[Stored data entries]
◇ ◇ ◇ ◇ ◇ ◇ ◇

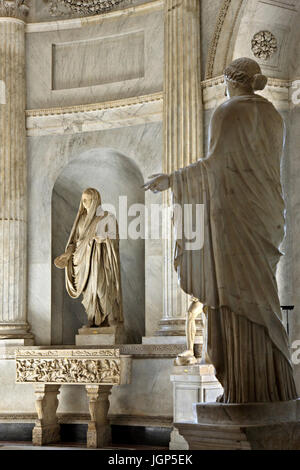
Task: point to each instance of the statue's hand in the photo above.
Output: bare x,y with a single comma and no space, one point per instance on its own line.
62,260
99,239
159,182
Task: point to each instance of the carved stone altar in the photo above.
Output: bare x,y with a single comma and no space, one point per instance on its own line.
98,369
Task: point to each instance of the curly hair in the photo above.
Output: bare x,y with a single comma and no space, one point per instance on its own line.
246,73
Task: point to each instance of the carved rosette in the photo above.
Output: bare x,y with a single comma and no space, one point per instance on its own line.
264,45
14,9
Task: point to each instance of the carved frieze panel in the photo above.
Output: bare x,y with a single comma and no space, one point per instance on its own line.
73,366
81,7
65,370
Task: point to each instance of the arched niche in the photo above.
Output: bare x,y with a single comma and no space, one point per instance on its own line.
114,175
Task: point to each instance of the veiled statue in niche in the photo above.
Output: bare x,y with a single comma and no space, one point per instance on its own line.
92,262
233,276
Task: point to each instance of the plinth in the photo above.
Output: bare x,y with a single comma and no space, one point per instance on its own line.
101,336
249,426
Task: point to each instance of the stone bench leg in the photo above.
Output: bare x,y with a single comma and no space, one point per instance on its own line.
99,431
46,428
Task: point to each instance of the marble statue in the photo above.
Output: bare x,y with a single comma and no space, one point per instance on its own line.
233,276
92,262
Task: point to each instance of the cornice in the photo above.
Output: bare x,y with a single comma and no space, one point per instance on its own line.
85,108
74,23
17,9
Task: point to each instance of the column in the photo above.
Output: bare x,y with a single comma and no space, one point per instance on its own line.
13,189
99,431
47,428
183,133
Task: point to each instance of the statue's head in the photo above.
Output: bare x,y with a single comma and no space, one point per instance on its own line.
243,76
90,199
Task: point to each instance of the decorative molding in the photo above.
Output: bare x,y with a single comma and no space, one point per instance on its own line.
95,117
85,108
66,353
136,351
216,36
14,9
274,82
281,4
64,370
52,366
74,23
82,7
264,45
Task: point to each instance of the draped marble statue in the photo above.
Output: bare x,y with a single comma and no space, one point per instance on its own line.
233,275
92,262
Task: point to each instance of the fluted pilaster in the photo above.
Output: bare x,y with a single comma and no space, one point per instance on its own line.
13,191
183,130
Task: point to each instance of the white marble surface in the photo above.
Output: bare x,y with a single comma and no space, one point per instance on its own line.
113,175
40,62
136,147
149,394
109,116
281,20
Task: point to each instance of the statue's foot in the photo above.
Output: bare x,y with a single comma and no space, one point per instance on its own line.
220,398
186,358
187,353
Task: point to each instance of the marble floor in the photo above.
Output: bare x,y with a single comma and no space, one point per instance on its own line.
69,446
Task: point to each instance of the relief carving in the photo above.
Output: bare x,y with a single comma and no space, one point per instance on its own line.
65,370
264,45
81,7
14,8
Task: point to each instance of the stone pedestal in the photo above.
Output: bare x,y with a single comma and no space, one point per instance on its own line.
97,369
256,426
170,340
99,431
102,336
191,384
46,428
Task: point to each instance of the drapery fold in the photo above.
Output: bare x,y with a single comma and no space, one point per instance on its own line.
93,270
244,224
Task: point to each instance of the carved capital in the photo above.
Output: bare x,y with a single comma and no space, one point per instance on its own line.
14,9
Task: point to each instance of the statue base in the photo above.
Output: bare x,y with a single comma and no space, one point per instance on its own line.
100,336
191,384
249,426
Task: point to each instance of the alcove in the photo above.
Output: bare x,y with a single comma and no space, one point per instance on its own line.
113,175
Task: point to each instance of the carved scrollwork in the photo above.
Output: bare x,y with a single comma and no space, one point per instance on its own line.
67,370
14,8
264,45
82,7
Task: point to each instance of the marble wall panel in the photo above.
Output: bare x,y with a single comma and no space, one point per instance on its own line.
88,85
114,175
48,156
98,61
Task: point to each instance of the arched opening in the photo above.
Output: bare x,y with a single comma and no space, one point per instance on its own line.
113,175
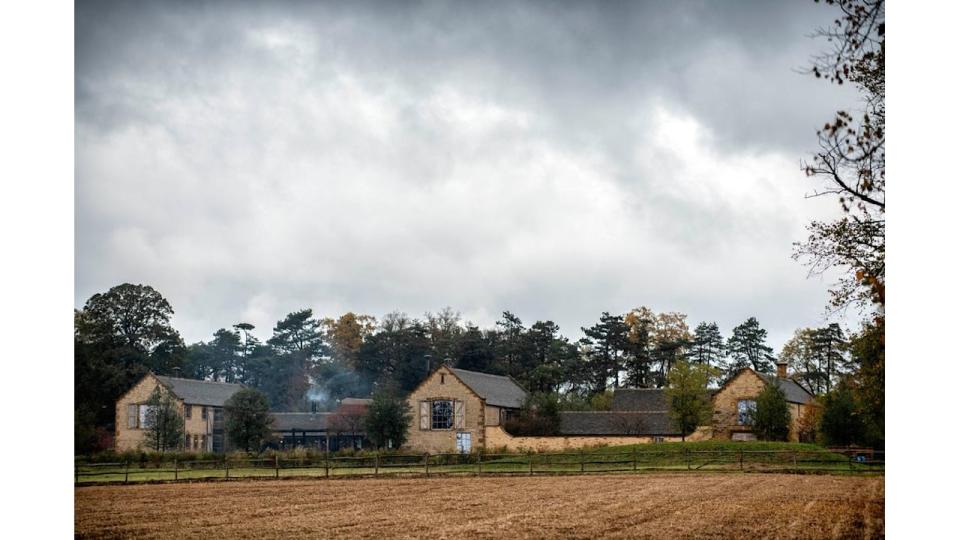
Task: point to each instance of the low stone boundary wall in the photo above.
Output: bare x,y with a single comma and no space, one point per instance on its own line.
496,438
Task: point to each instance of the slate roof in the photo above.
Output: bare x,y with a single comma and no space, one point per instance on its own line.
497,390
299,421
794,392
616,423
195,392
639,399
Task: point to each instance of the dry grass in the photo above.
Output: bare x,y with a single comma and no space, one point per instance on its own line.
639,506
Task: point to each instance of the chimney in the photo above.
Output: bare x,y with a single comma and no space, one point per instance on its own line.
782,369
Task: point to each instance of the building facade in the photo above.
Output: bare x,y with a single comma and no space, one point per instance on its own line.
735,401
453,407
199,403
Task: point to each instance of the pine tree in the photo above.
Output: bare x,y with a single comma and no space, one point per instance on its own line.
747,348
829,345
707,345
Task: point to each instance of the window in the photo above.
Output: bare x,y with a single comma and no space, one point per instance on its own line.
463,442
745,410
132,416
147,416
441,416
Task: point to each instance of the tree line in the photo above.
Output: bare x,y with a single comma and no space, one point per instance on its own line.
310,362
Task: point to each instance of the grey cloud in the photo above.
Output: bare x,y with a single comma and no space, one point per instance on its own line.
249,159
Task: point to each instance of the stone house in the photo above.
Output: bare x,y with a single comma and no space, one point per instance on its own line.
340,429
200,403
736,399
452,409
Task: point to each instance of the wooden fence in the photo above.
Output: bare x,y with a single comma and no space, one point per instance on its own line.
393,464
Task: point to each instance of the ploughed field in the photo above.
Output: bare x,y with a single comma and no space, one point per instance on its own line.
629,506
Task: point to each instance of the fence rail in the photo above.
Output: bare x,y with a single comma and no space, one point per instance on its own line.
391,464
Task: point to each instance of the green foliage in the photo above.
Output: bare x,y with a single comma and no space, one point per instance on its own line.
248,419
840,424
539,416
602,401
119,336
771,419
163,422
747,348
690,401
387,420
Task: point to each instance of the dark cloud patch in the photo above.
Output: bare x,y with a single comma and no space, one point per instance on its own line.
555,159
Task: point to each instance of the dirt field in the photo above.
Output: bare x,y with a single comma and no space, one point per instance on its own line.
661,506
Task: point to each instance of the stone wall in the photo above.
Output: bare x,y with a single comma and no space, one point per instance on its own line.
443,384
132,438
747,385
498,439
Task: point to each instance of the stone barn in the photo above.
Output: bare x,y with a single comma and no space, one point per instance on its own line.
453,407
736,400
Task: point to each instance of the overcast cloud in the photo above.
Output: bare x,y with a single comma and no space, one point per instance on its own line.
553,159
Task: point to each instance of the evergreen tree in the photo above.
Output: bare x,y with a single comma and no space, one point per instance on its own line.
798,353
828,349
163,422
387,420
747,348
512,350
771,419
637,356
248,419
707,345
687,394
608,341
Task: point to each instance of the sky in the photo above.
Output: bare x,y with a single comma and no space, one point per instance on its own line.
553,159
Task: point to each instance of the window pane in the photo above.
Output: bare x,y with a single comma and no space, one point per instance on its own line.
745,410
442,415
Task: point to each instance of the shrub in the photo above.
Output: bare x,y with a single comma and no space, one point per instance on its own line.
771,419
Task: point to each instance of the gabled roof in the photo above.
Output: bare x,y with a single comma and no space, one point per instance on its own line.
496,390
639,399
194,392
791,389
616,423
299,421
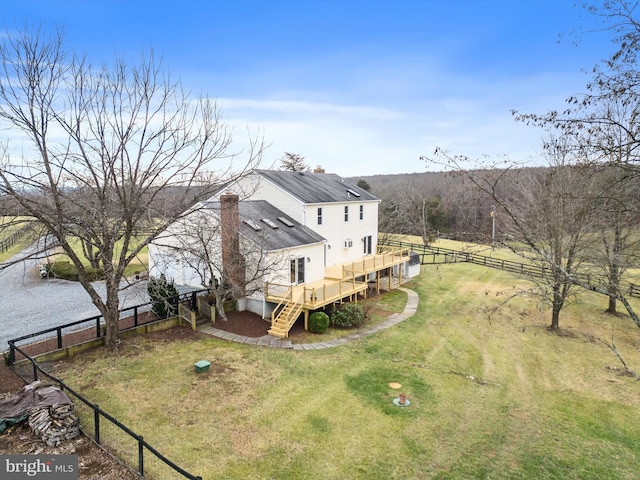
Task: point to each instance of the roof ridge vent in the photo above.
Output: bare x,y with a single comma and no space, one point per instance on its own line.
252,224
286,221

◇ ◇ ◇ ◇ ◇ ◇ ◇

PROMPT
An exact reproduction of the data is required, with pictures excluded.

SOLUTION BELOW
Task: point to each instance of the statue's hand in the photo above.
Output: bare x,y with a single comma and no space, one point per instance on its own line.
62,260
99,239
159,182
Task: point to each instance of the carved stone altar in the photo above.
Output: bare x,y with a single comma and no space, one point per instance on its own line.
98,369
Task: point to each instance of the curly hair in the photo above.
Output: bare x,y with a single comma and no space, one point per instance on its own line.
246,73
Task: point to each instance of the carved rosette in the photo above.
Output: bare x,y with a single comma and no space, one point per instance on its own line.
264,45
14,9
Task: point to each instance of the carved frieze panel in the photo above.
Output: bare x,y with a single comma and no space, one point per instance on its own line.
73,366
81,7
65,370
Task: point to each instance of the arched niche in the photo above.
Output: bare x,y with a single comma and no space, one point per instance on its own line.
114,175
Task: point to each instance of the veiled statue in niche in the photo above.
Output: bare x,y with a single comma and no space, one point per instance on its own line.
92,262
233,276
Task: point to each instance of the plinth in the photo above.
Output: bare x,y with a single comma and no space, one point per instance on its own line.
101,336
249,426
Task: point to each instance of the stone bench leg in the photo above.
Output: bare x,y with a single comma and no space, one point per instance on its own line.
99,431
46,428
Task: point to each instance of the marble statue in the photo above.
Output: bare x,y with a single comma and no space, one point per instance on its own line.
233,276
92,262
Task: point to each instance of the cornice in the photo above.
Output: bare x,y with a single comma and no space, one point per instance on its own line.
85,108
74,23
17,9
Task: point to each instance of the column in the photo above.
Output: bare x,y with a single comma and no space, one point per instance on its own line.
13,189
99,431
47,428
183,133
Task: point to each instance of the statue's head in the photo above.
Output: bare x,y with a single comma and no space, one point per instance on its own line.
243,76
90,199
Task: point to each instance of the decorative molding in the photo above.
Output: bare x,y with a single comma and no space, one point per instance on its own line.
95,117
85,108
66,353
136,351
216,36
14,9
274,82
281,4
64,370
52,366
74,23
82,7
264,45
Task: point to each instance of the draped marble statue in the photo above.
Output: bare x,y with a single comma and no space, one point per instance on its own line.
233,275
92,262
Task: point to each instance of the fluted pilaster in the photo above.
Output: bare x,y with a single comma and no space, one point per instance on its own line.
13,191
183,130
Task: point to each instance of the white marble surface in the photo above.
Output: bare x,y with a single comma and no space, one point per instance on its own line.
113,175
40,62
136,147
149,394
109,116
281,20
Task: point to each instance of the statue's foot in the photo above.
Output: bare x,y with a single comma and no space, one point per instance on its own line.
220,398
186,358
187,353
Task: point to each instance of the marble floor in the photo above.
Output: bare x,y with a single comma and no space, one point per instance on its own line.
69,446
Task: point to each instance of the relief carving in the photo above.
Output: bare x,y with a single comma and no space, one point per instance on its own line.
65,370
264,45
81,7
14,8
Task: point to each instance of the stone pedestal in the photo above.
Output: bare x,y with a single comma and no space, one point per instance on its own line.
97,369
256,426
170,340
99,431
102,336
191,384
46,428
Task: point to each instance of the drapery fold in the photo above.
Output: bare x,y with a single comma and no space, one point per instance on its own line.
93,270
244,224
Task: point to each instance of the carved capital in the photo above.
Output: bare x,y with a single comma and no space, one point per instance on its own line.
14,9
Task: point to each instance of the statue base in the photo above.
Output: bare x,y with a single comma and no space, one point per instance on its own line.
100,336
191,384
249,426
Task: point to each instance of the alcove in the photo above.
Output: bare x,y with a single comma and no space, one point per instance on its own line.
113,175
Task: point to each instance of the carved scrollwork in the photo above.
Output: bare x,y with a single comma and no space, one point per instance on its own line.
67,370
14,8
264,45
82,7
Task: point to each instance of the marble wall panel in the photo above.
Output: bare x,y with a single comma and no space, one point per instance on its own line.
88,85
114,175
48,156
98,61
Task: point to each instance of the arched opening in the photo above.
Output: bare x,y with a single comma and no space, one point per instance on its own line.
113,175
Task: point to each instance of the low stone boundary wall in the photo above.
Output: bare x,y with a single comma and no space, one point per instance on its own line.
496,438
Task: point to each instance of the slate roof in the photo above.
Output: bare x,y with a single comma and no space, one point per instance on its own line.
497,390
299,421
794,392
616,423
195,392
639,399
Task: point to each instance of the dry grass in the photo above.
Output: bare x,y with a single comma and no space, one point per instance on its own line.
639,506
Task: point to each instance of the chimney in the photo above.
Output: bare x,y with a single comma and no space, one point per instance on its own line.
782,369
Task: point to each instance of the building facade in the photo above.
Output: bare x,y with a single comma and no space, one point per instance on its own line.
735,401
453,407
199,403
Task: point to each instance of the pine tree in the photo above.
Output: bare x,y with a single comma and no space, one point per instance on its own line.
747,348
829,345
707,345
Task: point to each instance of the window in the photo above.
Output: bare x,y with a single comma and no space, one point per instance on its own line.
463,442
745,410
132,416
147,416
441,416
Task: point to each instance of the tree line in the photo above.
Output: bare x,y with a single comma and no space, one point per instance on its own line.
310,362
Task: point to each instance of the grey cloud in the photo above.
Output: bare x,y with a single comma and no space, one point per instance on its own line.
249,159
Task: point to each instance of the stone house in the photo above.
Output: bare x,y with a single comma and no space, one point per instance on its own line.
340,429
200,403
736,399
452,409
Task: point to each instance of the wooden fence in the photo above.
Output: bare x,y with a single comma and no space, one point per instance on its own line.
393,464
Task: point to each instance of the ploughed field in the photo above.
Output: bare x,y with a single comma and no space, one point per instance on its own line.
629,506
Task: point to each instance of the fence rail in the photo above.
Output: bare x,y with a single comma and no space, one point per instance on its own line.
391,464
Task: point to each instance of the green foliage in the photo above.
Output: bare x,y with a single comma and no space, one point per instance on its own line.
248,419
840,424
539,416
602,401
119,336
771,419
163,422
747,348
690,401
387,420
Task: point to each instance of the dark cloud patch in the photo above.
Output: bare x,y with a single comma and no space, one point per instance on its own line.
555,159
Task: point to each instance of the dirt field in the photo above.
Output: bare x,y with a single comma and no space, one point per instance on its own line.
661,506
Task: point to each instance of the stone wall in the photo above.
Output: bare x,y with a single comma and no space, one point per instance on its own line.
443,384
132,438
747,385
498,439
Task: point to each instance of the stone barn in the photo above.
Output: bare x,y with a single comma and no space, one point per instance on its own line.
453,407
736,400
Task: point to each instance of the overcast cloud in the photo above.
Output: bare x,y with a single comma and no space, one point per instance on its own line.
553,159
Task: point to each instance of the evergreen tree in the photo above.
Output: bare x,y with a single comma and no space, one point per instance on its own line.
798,353
828,349
163,422
387,420
747,348
512,350
771,419
637,356
248,419
707,345
687,394
608,341
Task: point to each instance of the sky in the photo above.
Output: bare x,y with a single comma and no space, one point per instance on its own line.
553,159
Task: point to each instance of the window pane in the photo above.
Output: bare x,y with a single comma and no space, one point per instance on its own line.
745,410
442,415
Task: point to each instance of the shrub in the photo above.
Output: bare x,y with a single comma and no space, one point per instance on its own line.
771,419
Task: point to each instance of the gabled roof in the photo above.
Output: bare x,y with a single comma and no space, one point per instance on its own line.
496,390
639,399
194,392
791,389
616,423
299,421
Task: point to each instance of the roof ridge vent in the photo above.
Output: bare x,y with a single comma and no space, one point per instance on its own line.
252,224
286,221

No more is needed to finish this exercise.